**Rows of bounding-box annotation data:**

-.-.-

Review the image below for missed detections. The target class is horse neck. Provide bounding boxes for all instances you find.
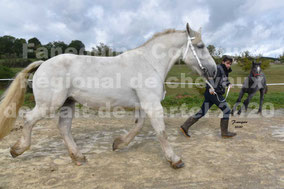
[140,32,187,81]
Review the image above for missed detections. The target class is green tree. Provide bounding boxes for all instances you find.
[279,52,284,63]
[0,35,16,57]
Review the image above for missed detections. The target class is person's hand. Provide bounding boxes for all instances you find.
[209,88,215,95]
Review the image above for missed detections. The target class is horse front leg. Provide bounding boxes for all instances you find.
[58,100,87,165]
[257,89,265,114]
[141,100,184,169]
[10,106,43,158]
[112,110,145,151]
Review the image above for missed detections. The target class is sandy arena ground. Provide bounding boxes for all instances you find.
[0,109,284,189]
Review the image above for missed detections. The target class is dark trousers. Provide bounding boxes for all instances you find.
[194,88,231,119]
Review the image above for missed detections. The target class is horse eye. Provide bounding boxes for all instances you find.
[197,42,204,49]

-.-.-

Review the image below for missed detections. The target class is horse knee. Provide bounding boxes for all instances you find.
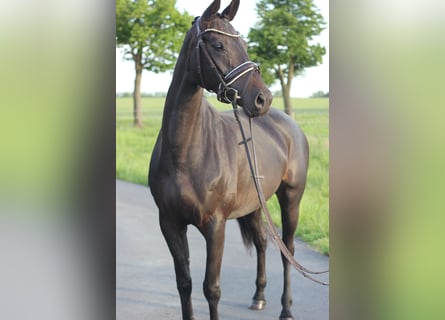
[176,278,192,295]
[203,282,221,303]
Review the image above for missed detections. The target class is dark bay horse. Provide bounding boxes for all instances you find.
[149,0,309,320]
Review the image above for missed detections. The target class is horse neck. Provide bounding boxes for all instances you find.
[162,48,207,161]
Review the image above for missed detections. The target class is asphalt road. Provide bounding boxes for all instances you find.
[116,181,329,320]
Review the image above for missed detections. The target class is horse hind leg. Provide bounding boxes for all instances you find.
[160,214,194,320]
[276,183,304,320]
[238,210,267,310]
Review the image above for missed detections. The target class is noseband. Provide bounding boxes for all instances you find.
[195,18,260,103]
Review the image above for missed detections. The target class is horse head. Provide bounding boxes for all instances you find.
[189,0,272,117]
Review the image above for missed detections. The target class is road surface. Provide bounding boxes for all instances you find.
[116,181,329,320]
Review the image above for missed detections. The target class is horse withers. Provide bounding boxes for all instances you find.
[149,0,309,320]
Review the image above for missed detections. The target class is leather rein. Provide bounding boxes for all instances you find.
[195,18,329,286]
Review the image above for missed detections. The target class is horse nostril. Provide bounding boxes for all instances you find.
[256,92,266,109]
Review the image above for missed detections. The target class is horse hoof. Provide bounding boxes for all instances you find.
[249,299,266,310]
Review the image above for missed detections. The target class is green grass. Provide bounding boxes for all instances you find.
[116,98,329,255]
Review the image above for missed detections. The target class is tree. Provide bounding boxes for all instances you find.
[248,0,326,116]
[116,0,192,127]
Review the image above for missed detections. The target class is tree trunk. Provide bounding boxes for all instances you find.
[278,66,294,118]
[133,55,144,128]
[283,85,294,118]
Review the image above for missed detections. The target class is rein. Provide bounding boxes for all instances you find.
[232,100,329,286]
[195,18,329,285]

-.-.-

**Task goal:**
Copy out, word for word, the lines that start with the one containing "class is tree." and end with the one containing "[195,18,329,285]", including both of those lines.

**The completed task:**
Review the image above for missed detections. The target class is tree. Provide bounding boxes for all instances you find.
[248,0,326,116]
[116,0,192,127]
Review the image above for missed detections. The target class is tree trunk. Provide bounding boxes for all instances you find.
[278,66,294,118]
[133,55,144,128]
[283,85,294,118]
Review the image above for missed detections. The target class is rein. Provide bounding boxes for all instances you find.
[232,100,329,286]
[195,18,329,285]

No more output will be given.